É a respeito desta última notificação que se colocam dúvidas, acerca dos efeitos que a mesma possa ter na esfera jurídica da Requerente.
De acordo com o artigo 41.º/1 do CPPT, “As pessoas colectivas e sociedades são citadas ou notificadas na sua caixa postal electrónica ou na pessoa de um dos seus administradores ou gerentes, na sua sede, na residência destes ou em qualquer lugar onde se encontrem.”, dispondo, ainda o n.º 2 da mesma norma que “Não podendo efectuar-se na pessoa do representante por este não ser encontrado pelo funcionário, a citação ou notificação realiza-se na pessoa de qualquer empregado, capaz de transmitir os termos do acto, que se encontre no local onde normalmente funcione a administração da pessoa colectiva ou sociedade.”.
Esta norma é coerente com o regime do Código de Processo Civil, cujo artigo 223.º dispõe, no seu n.º 1, para além do mais, que “as sociedades (...) são citados ou notificados na pessoa dos seus legais representantes”, e no seu n.º 3 que “As pessoas coletivas e as sociedades consideram-se ainda pessoalmente citadas ou notificadas na pessoa de qualquer empregado que se encontre na sede ou local onde funciona normalmente a administração.”.
De ambos os regimes resulta que a regra (a preferência legal) é a de que as pessoas colectivas sejam notificadas nas pessoas dos seus representantes legais. Subsidiariamente, tais regimes toleram que as pessoas colectivas sejam notificados na pessoa de qualquer empregado que se encontre no local onde normalmente funcione a administração da pessoa colectiva.
No caso, e para além da notificação por Via CTT, nos termos da primeira parte do artigo 41.º/1 do CPPT, a AT, usando a prerrogativa do artigo 38.º/5 do mesmo Código, optou por proceder também a uma notificação por contacto pessoal.

#### [Instruções do exercício]
1. Segundo o excerto sobre a notificação de pessoas coletivas, qual é a regra (a preferência legal) que resulta dos dois regimes?
2. Dê seguimento ao excerto sobre a notificação de pessoas coletivas a partir da última frase apresentada.

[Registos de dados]
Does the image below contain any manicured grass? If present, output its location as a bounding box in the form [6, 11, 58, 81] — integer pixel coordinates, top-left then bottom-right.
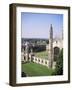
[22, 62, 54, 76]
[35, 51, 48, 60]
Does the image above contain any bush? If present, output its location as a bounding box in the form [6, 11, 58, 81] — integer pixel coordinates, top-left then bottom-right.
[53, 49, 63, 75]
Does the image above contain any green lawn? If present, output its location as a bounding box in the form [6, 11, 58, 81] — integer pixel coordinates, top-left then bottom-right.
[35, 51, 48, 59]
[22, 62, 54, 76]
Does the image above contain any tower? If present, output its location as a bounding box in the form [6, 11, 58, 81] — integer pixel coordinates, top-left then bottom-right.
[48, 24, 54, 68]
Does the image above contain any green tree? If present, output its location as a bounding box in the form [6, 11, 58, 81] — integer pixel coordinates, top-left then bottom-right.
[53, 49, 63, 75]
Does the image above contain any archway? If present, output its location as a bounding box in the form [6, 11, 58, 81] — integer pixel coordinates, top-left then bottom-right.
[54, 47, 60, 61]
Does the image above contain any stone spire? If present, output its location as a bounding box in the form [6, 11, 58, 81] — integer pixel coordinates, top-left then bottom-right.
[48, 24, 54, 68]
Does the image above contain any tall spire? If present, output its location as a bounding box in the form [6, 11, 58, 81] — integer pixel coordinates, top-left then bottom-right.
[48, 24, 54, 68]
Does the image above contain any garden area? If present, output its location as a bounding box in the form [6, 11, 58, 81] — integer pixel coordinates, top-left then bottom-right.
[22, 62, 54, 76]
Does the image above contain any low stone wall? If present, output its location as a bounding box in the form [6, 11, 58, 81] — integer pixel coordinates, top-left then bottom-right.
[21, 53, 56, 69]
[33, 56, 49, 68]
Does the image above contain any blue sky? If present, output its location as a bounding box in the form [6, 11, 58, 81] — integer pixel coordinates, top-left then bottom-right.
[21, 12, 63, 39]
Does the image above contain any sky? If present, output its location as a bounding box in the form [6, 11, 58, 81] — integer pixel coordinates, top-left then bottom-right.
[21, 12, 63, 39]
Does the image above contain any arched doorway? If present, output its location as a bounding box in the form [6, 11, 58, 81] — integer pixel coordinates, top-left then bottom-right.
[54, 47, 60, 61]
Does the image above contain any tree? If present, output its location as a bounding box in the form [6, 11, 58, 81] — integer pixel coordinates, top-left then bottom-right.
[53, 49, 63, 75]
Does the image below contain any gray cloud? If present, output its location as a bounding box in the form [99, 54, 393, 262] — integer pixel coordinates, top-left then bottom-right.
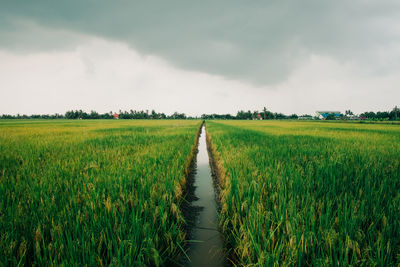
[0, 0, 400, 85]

--

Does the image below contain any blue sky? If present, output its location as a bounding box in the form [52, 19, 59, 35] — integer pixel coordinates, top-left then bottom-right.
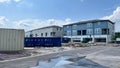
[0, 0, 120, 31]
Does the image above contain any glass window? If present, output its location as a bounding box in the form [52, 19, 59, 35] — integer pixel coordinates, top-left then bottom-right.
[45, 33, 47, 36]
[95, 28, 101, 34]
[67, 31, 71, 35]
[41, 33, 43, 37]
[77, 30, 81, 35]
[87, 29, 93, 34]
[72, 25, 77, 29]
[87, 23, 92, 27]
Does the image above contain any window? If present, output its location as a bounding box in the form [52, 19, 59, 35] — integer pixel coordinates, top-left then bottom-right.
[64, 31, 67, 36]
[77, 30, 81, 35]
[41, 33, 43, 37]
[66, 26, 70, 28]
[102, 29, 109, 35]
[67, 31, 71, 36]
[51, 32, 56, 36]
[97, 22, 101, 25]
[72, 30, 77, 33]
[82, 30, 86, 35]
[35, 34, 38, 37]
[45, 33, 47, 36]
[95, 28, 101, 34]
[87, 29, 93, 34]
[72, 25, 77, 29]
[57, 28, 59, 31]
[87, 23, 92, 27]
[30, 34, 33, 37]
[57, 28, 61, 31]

==

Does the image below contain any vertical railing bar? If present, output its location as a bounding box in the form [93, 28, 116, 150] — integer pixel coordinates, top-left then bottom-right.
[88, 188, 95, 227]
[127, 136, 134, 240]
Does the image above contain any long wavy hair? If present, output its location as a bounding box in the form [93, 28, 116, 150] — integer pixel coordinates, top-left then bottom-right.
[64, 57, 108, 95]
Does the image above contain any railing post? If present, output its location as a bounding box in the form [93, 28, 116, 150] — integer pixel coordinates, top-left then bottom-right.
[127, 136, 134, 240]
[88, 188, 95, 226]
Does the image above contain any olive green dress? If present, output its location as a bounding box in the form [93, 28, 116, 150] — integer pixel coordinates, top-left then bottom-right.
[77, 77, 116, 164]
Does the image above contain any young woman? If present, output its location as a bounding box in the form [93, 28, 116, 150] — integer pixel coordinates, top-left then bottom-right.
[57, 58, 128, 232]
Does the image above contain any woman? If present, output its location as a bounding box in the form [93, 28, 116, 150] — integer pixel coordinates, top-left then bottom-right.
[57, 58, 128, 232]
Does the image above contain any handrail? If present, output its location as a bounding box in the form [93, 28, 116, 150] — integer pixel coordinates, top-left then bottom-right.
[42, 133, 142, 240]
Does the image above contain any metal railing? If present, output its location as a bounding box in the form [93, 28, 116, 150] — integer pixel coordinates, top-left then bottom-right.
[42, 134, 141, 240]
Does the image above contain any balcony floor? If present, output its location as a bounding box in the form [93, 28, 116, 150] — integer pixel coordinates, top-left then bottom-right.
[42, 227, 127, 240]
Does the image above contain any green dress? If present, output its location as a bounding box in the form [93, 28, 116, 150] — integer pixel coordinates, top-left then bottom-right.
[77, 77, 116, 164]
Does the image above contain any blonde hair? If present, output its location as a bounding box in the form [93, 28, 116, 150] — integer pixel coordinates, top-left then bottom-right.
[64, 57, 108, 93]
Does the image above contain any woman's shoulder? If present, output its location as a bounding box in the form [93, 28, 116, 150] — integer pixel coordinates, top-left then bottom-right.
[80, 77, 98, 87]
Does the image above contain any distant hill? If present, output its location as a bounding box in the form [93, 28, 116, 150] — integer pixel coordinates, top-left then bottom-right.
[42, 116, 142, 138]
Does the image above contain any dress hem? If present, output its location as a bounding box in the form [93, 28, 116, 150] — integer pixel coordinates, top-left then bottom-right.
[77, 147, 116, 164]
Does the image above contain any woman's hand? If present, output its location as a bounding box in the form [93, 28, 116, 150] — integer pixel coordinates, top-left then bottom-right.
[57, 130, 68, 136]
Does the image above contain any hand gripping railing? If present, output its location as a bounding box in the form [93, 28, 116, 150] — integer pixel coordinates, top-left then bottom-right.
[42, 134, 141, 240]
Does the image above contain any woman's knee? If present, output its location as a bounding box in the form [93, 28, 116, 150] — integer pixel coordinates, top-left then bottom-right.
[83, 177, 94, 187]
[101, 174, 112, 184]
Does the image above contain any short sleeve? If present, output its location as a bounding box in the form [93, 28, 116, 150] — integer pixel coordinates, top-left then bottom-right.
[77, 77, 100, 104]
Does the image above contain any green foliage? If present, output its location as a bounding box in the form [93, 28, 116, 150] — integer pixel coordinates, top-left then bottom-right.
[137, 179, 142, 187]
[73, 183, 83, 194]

#### [Respostas finais]
1. As pessoas coletivas devem ser notificadas nas pessoas dos seus representantes legais.

2.
Note-se, desde logo, que estando em causa uma notificação por contacto pessoal, serão inaplicáveis as normas do Código de Processo Civil próprias da citação por via postal, maxime, as do artigo 228.º, em especial do n.º 2, que prevê a possibilidade de a carta ser entregue a qualquer pessoa que se encontre na residência ou local de trabalho do citando e que declare encontrar-se em condições de a entregar prontamente ao citando.
Antes, estando em causa uma notificação por contacto pessoal, a mesma terá de ser feita por contacto directo com o citando, como impõe o artigo 231.º/1 do Código de Processo Civil, aplicável por força do artigo 241.º/1 do mesmo código, sendo que, por força do disposto nos já citados artigos 41.º/2 do CPPT e 223.º/3 do Código de Processo Civil, as pessoas colectivas se considerarão representadas pelos seus administradores ou gerentes e, subsidiariamente, por qualquer empregado que se encontre no local onde normalmente funcione a administração ou gerência.
Em concreto, não há qualquer dúvida que a notificação realizada no dia 27/12/2013 não se deu na pessoa de qualquer administrador da Requerente, assim como não há, também, qualquer dúvida que se deu no local onde normalmente funciona a administração daquela.
Verifica-se, conforme decorre da matéria de facto dada como provada, que a pessoa que recepcionou aquela notificação de 27/12/2013, não era empregado[1] da Requerente.
Face a tais factos, e ao disposto nos supra-referidos artigos 41.º do CPPT, e 223.º, 231.º/1 e 241.º/1 do Código de Processo Civil, não se poderá concluir que a Requerente foi notificada no dia 27/12/2013.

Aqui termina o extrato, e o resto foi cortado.